**Task statement:**
Examine each line of the data. Copy those that contain the string "dark".

**Information provided:**
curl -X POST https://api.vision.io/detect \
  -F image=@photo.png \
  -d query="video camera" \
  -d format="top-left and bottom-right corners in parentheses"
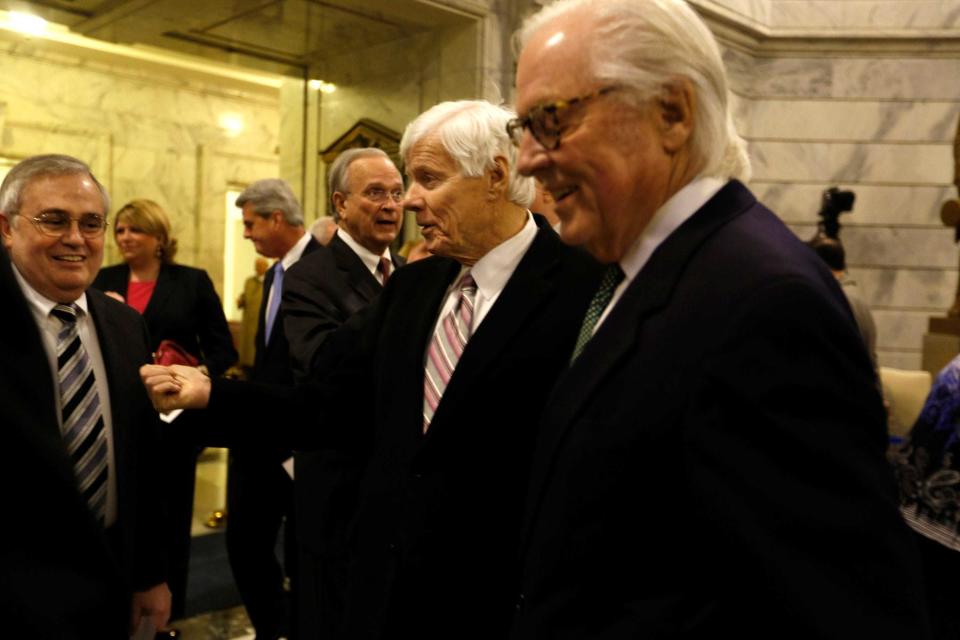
top-left (816, 186), bottom-right (855, 239)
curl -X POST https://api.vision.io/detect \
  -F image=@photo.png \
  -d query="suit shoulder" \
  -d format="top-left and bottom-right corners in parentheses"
top-left (288, 243), bottom-right (337, 278)
top-left (86, 287), bottom-right (142, 326)
top-left (91, 263), bottom-right (126, 290)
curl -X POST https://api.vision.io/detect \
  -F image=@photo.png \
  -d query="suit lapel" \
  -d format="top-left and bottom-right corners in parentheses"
top-left (426, 229), bottom-right (560, 435)
top-left (521, 180), bottom-right (758, 546)
top-left (330, 234), bottom-right (382, 303)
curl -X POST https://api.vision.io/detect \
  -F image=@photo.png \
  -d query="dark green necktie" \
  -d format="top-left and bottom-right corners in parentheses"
top-left (570, 264), bottom-right (625, 364)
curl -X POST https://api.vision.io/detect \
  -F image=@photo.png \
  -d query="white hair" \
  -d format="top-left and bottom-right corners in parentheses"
top-left (519, 0), bottom-right (751, 181)
top-left (400, 100), bottom-right (535, 208)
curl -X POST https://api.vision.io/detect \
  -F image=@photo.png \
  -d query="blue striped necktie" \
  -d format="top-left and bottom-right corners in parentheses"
top-left (51, 303), bottom-right (108, 525)
top-left (265, 261), bottom-right (284, 343)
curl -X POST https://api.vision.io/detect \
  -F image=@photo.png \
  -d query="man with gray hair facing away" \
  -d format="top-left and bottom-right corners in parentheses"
top-left (142, 100), bottom-right (602, 639)
top-left (508, 0), bottom-right (928, 637)
top-left (229, 178), bottom-right (320, 639)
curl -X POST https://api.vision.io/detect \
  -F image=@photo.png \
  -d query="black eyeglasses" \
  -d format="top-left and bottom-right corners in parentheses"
top-left (29, 211), bottom-right (108, 238)
top-left (507, 86), bottom-right (618, 150)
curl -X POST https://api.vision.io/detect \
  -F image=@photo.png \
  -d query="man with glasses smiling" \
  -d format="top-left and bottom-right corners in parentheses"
top-left (507, 0), bottom-right (929, 638)
top-left (280, 147), bottom-right (404, 639)
top-left (0, 154), bottom-right (169, 637)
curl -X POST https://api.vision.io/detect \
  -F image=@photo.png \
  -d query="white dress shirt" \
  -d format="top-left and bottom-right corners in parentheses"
top-left (594, 176), bottom-right (727, 333)
top-left (429, 212), bottom-right (538, 345)
top-left (337, 228), bottom-right (393, 285)
top-left (13, 267), bottom-right (118, 527)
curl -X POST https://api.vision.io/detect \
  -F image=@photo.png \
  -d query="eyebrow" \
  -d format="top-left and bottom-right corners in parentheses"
top-left (36, 208), bottom-right (103, 217)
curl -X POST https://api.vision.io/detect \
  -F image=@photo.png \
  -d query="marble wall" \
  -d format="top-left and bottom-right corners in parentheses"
top-left (707, 5), bottom-right (960, 369)
top-left (0, 30), bottom-right (282, 293)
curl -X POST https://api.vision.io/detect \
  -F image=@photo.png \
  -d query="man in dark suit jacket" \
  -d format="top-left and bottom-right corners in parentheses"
top-left (0, 154), bottom-right (168, 637)
top-left (231, 177), bottom-right (319, 639)
top-left (282, 147), bottom-right (405, 638)
top-left (507, 2), bottom-right (929, 638)
top-left (142, 100), bottom-right (602, 639)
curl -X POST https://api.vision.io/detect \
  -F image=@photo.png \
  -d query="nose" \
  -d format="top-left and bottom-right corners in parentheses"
top-left (515, 131), bottom-right (550, 177)
top-left (60, 219), bottom-right (85, 245)
top-left (400, 186), bottom-right (423, 213)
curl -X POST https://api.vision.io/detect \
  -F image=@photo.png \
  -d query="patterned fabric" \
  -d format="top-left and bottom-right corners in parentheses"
top-left (893, 354), bottom-right (960, 551)
top-left (570, 263), bottom-right (625, 363)
top-left (423, 272), bottom-right (477, 432)
top-left (264, 261), bottom-right (284, 343)
top-left (51, 303), bottom-right (108, 525)
top-left (378, 256), bottom-right (392, 285)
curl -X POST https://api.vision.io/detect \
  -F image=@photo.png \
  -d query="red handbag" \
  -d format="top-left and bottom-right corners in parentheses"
top-left (153, 339), bottom-right (200, 367)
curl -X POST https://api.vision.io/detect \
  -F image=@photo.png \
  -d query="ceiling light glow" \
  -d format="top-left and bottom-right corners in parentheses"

**Solution to the exercise:**
  -d query="dark green necktie" \
  -d query="man in dark suit jacket" \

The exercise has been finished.